__Problems__:
(a) In the forum thread on Buddhism, where do the monks and the abbot go when a monastery closes for lack of support?
(b) List every action that the forum thread on Buddhism says the Buddha does "but doesn't" do.
(c) Continue the forum thread on Buddhism, starting right after its final sentence, "That is the Path."

#### Text

I have heard (in some rare instances though), a monastery closing down due to lack of support. In those cases, the monks and the abbot return to the main temple / monastery.

Re: have you met a Streanwinner?

Posted: Wed Feb 01, 2023 6:50 am
by Mahabrahma
I've met a number of Awakened people. I personally don't follow Nirvana very much, though it's extremely and amazingly soothing and Compassionate, my goal is Higher than that. I don't believe Nirvana is a true extinction.

Now what is an Arhat as opposed to a Buddha? It's no joke that one must understand it. Nirvana fully encompasses and let's a prospective Buddhist into the Stream, then based on certain meditative choices, one can become an Arhat if they accept that they need to finally and fully empty the Skandhas and end every material sense, replacing the senses with the purpose of full Nirvana and with Transcendental Holy Senses in order to become an Arhat, continuing with senses like that of the Buddha, who eats but doesn't eat, who neither exists nor not exists, who sleeps but doesn't sleep, who teaches the Dharma but doesn't teach the Dharma, who walks but doesn't walk. The Kleshas are empty because Nirvana is empty, but Nirvana once fully achieved is the true identity of the Arhat because they have developed a full connection to the River of the Stream of blowing out the fire to become water, to become water. I met a Seeker one day who asked me: "Are you Nirvana?" And I immediately replied that I was not. Even these days I don't consider Nirvana to be a true extinction because every phenomena from the very first holds to the Absolute Truth of containing on their own accords the marks of tranquil extinction. Once the sons of the Buddhas carry out such a Path, then in future existences they will become Buddhas. That is the Path.

########
#### Data shown

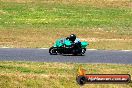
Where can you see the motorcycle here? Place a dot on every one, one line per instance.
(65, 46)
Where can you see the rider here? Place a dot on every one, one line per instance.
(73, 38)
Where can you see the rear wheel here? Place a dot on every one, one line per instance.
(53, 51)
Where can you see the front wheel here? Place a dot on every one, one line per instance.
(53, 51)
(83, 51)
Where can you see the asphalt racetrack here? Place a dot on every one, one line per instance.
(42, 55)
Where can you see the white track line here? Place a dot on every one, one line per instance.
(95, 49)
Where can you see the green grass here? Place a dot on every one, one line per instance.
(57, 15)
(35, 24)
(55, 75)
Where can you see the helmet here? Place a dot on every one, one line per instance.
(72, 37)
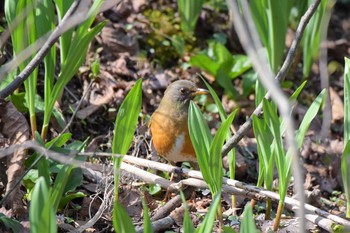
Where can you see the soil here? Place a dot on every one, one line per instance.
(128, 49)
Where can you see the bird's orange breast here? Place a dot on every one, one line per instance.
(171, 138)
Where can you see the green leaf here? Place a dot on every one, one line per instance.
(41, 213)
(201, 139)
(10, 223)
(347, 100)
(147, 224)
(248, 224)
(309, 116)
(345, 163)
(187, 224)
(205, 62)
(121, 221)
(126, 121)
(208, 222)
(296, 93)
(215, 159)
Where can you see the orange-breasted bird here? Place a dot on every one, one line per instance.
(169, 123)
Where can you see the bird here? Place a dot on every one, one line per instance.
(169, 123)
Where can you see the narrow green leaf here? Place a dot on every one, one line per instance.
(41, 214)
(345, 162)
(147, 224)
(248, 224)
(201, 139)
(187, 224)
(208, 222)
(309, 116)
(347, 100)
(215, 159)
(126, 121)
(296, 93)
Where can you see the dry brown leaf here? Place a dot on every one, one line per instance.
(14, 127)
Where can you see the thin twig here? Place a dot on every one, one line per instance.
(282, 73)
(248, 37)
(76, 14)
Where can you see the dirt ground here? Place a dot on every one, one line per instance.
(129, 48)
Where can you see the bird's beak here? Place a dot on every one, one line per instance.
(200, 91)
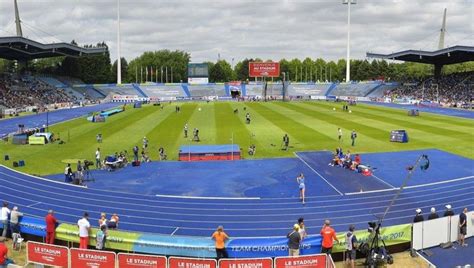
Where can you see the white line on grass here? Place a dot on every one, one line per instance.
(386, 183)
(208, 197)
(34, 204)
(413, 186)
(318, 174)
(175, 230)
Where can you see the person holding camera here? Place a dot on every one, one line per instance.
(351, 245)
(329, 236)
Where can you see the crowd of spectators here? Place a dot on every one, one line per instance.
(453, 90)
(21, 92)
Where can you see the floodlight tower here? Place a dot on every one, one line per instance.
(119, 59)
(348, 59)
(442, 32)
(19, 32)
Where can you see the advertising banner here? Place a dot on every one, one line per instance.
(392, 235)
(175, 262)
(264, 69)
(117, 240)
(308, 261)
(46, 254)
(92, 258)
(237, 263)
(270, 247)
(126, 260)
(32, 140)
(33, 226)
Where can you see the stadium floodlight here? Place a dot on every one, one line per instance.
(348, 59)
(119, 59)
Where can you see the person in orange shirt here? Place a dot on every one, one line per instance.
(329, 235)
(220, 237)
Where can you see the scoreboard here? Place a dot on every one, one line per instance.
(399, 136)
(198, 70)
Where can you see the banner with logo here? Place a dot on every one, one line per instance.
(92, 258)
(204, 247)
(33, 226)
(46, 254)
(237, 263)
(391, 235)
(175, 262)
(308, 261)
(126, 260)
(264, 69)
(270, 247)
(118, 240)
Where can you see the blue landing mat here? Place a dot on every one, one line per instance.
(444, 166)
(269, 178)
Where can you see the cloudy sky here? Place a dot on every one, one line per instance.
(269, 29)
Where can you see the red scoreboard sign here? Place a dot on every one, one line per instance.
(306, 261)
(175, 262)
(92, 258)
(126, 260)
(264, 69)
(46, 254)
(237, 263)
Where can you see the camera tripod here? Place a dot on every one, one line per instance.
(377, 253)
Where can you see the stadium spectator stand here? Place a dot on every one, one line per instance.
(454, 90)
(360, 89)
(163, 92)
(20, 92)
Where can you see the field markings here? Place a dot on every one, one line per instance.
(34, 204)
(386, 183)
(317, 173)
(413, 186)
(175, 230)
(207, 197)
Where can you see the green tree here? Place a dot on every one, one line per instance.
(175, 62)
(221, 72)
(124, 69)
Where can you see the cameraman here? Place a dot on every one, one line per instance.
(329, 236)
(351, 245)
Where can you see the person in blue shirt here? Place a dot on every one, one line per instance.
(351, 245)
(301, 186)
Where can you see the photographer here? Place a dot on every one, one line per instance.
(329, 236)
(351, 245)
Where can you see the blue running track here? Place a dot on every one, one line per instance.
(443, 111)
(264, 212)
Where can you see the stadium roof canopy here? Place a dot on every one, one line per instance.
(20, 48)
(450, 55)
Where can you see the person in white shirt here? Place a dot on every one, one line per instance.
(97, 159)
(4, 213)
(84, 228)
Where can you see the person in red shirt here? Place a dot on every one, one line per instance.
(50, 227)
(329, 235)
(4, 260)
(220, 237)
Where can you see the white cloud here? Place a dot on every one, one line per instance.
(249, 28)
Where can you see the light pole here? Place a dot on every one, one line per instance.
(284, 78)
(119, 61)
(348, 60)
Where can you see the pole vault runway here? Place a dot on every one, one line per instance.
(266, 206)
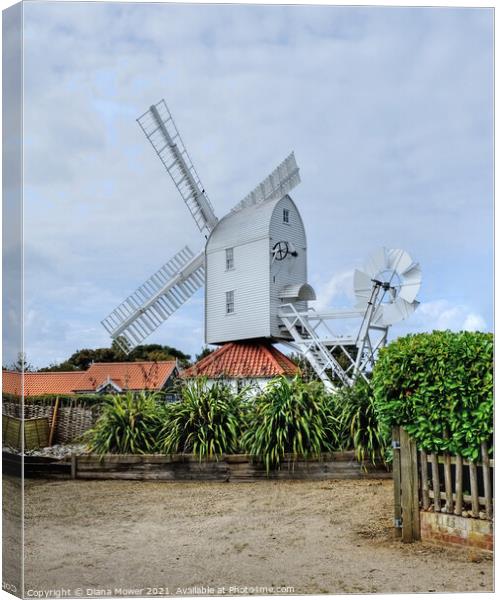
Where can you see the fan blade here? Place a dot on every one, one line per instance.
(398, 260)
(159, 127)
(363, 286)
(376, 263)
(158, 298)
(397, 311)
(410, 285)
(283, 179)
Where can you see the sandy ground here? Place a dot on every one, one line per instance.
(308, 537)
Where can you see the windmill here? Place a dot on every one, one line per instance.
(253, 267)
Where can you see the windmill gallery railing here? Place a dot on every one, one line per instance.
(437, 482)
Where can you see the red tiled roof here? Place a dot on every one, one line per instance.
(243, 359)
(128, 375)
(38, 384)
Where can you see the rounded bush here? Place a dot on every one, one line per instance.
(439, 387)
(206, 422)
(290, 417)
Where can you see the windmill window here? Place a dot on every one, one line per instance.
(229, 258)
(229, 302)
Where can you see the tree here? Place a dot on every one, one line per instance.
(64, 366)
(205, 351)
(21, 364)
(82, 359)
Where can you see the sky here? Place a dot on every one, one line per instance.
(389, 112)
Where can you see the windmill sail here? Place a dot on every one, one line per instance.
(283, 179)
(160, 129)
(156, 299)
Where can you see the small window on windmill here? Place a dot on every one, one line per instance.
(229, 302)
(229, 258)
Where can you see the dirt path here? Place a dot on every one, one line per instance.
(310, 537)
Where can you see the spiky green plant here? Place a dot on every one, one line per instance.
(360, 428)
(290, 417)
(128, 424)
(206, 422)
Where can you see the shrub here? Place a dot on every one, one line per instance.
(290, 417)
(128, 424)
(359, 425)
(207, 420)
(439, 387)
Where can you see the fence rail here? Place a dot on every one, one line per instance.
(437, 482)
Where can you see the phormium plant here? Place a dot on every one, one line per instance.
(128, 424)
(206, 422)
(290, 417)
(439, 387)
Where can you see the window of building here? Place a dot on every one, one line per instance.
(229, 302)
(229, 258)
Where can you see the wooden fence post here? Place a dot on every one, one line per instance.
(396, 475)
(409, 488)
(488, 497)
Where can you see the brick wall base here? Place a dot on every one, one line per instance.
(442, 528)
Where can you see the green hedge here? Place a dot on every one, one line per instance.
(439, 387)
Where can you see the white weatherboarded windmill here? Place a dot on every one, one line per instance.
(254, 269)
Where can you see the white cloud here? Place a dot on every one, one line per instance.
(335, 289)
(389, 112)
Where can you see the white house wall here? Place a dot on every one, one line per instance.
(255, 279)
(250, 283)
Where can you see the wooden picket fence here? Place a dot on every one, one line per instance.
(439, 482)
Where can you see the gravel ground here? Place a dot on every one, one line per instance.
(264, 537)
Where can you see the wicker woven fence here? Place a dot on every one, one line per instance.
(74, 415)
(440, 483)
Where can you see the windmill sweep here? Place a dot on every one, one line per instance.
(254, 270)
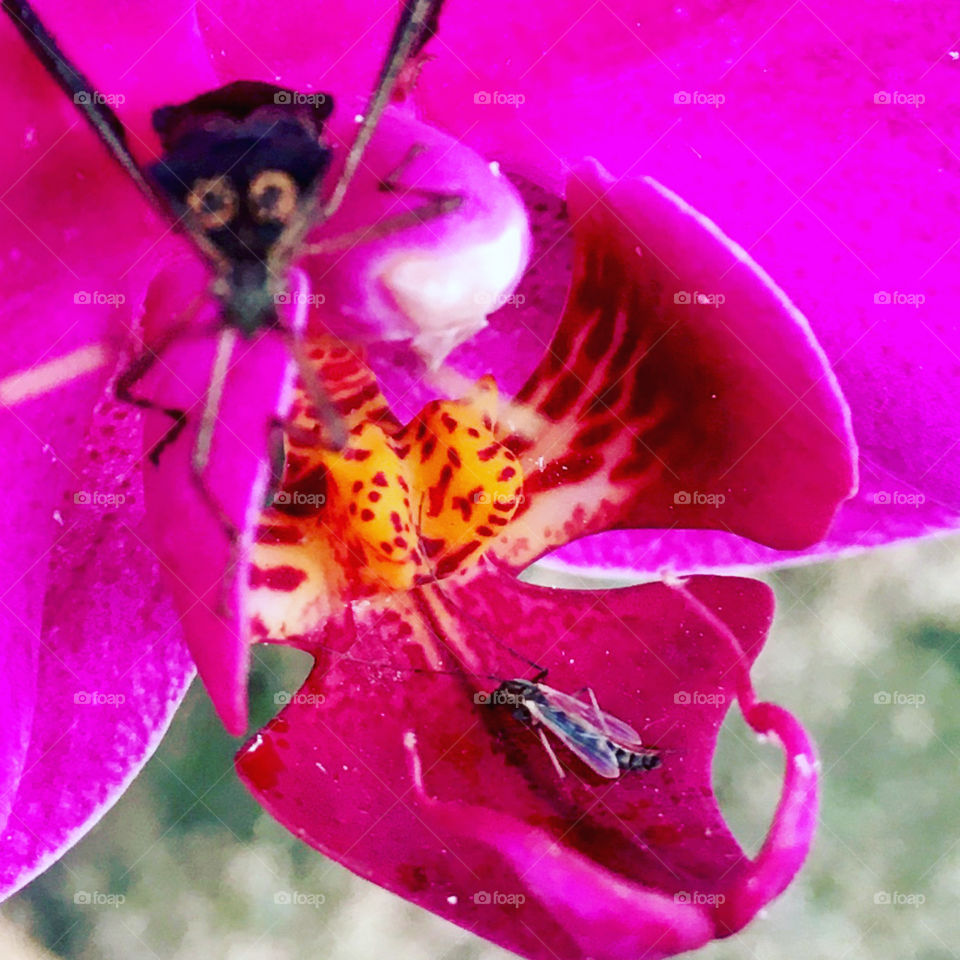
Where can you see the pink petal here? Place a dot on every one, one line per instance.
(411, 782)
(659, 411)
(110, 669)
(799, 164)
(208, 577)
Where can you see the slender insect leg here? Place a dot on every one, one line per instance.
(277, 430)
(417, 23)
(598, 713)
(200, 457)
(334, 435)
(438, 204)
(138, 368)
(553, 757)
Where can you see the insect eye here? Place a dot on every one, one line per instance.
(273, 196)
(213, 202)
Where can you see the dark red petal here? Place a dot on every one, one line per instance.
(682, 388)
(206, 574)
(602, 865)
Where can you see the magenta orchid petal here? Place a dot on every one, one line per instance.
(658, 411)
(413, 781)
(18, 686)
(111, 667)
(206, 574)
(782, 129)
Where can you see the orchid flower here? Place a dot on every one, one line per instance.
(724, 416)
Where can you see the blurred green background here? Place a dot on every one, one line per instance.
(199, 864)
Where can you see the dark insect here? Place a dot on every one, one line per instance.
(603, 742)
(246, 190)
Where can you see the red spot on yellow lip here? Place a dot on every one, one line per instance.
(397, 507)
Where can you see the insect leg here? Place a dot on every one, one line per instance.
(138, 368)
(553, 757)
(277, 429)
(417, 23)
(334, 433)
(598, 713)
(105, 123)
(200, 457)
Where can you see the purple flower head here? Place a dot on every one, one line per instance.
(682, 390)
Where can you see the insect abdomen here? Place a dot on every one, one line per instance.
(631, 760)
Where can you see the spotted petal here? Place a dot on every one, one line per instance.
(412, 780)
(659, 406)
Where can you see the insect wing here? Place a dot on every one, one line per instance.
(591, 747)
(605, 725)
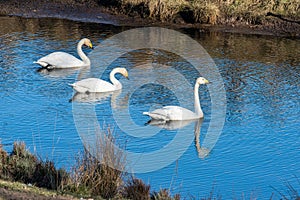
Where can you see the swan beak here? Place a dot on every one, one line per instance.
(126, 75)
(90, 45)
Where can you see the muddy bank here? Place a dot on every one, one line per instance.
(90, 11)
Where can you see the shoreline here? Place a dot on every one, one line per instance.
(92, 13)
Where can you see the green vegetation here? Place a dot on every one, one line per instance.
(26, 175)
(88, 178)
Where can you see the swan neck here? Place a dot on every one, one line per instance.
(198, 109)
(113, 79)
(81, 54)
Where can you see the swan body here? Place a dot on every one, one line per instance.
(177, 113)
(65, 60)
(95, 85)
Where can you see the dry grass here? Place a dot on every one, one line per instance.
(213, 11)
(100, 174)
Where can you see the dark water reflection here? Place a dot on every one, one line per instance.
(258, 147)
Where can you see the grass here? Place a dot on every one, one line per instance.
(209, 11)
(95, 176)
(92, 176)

########

__Answers for the exercise__:
(a) They return to the main temple / monastery.

(b) Eats, sleeps, teaches the Dharma, walks

(c)
Becoming a Buddha is like a Turtle raising it's head into a hole of floating driftwood in the middle of the Ocean during a raging storm, and believing in one's ability to do such things, and in the Meditative abilities of the Buddha, the Dharma, and the Sangha, for such Attainments are found every day, and they are not irrational. The intension behind the act of Meditation on the Holy provides the Fruit of Buddhahood once gained.

Yet people, by the trillions will tell you out of the blue that you can't succeed in the very Buddhism that they have an obligation to protect. Because the mentality of "you can't" is a temporary substitute for the maras that are trying to hide that they can't and that they won't become Buddhas, because that would mean immediate repentance of all sin, and trillions of people across this Universe are falling into hell because they don't trust in those who have Compassion on them, they are even resentful of their own Buddha-Nature. So don't fall into such a pothole when you're on your way to becoming who you want to be. As much as people don't want to admit it, people even in this Saha World are mostly full of Karuna. Karuna will set you free instead of a fire that burns up everything in lust, which is the enemy of this world.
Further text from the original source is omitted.